DATASET EXCERPTS:
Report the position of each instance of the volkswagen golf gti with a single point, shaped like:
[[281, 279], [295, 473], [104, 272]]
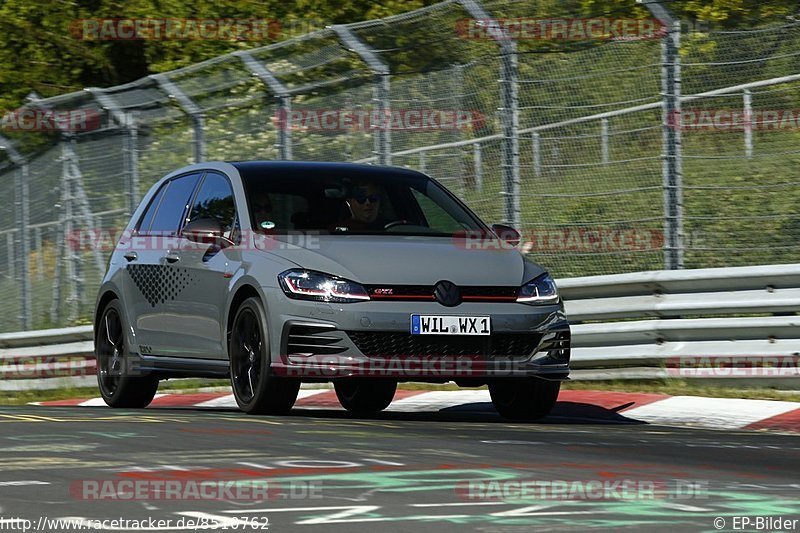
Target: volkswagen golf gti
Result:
[[274, 274]]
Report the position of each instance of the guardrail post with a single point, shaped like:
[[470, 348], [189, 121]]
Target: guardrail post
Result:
[[672, 151], [383, 139], [509, 95], [22, 248], [188, 106], [747, 104], [284, 101]]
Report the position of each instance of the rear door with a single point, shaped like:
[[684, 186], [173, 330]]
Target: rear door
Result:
[[154, 279], [201, 305]]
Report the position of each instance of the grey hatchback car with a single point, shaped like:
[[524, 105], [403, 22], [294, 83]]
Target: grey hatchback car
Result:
[[279, 273]]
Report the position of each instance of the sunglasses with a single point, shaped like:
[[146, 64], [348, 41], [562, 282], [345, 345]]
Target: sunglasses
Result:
[[373, 198]]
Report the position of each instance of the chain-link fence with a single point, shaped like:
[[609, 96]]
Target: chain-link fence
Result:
[[675, 149]]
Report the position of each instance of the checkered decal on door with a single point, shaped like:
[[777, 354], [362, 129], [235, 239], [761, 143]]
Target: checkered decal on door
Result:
[[160, 283]]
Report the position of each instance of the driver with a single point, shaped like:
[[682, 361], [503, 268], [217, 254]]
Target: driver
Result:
[[364, 204]]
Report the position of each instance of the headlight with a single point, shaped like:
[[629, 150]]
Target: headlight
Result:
[[541, 290], [310, 285]]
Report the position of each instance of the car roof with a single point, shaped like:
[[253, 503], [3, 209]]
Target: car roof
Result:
[[327, 167]]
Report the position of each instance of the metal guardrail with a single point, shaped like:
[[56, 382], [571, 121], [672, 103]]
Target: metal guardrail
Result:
[[687, 319]]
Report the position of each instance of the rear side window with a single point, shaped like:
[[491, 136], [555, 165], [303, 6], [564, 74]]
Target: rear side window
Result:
[[215, 200], [173, 205]]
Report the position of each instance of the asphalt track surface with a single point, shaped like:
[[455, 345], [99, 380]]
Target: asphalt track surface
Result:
[[453, 470]]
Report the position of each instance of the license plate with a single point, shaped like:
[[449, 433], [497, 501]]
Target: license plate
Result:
[[450, 325]]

ASSIGNMENT:
A verbatim transcription is required of the lines from the one with "Target: rear side window" through the final line of the entries above, and of nothing else.

TASK RESPONSE:
Target: rear side window
Result:
[[215, 200], [173, 205]]
Report the position of each instance of the asphalt track surface with a single point, shaped like:
[[455, 345], [99, 380]]
Target: asphalt track surface
Result:
[[453, 470]]
Report the position of each instance of the license plate with a single point, shaped like:
[[449, 433], [497, 501]]
Target: license plate
Result:
[[450, 325]]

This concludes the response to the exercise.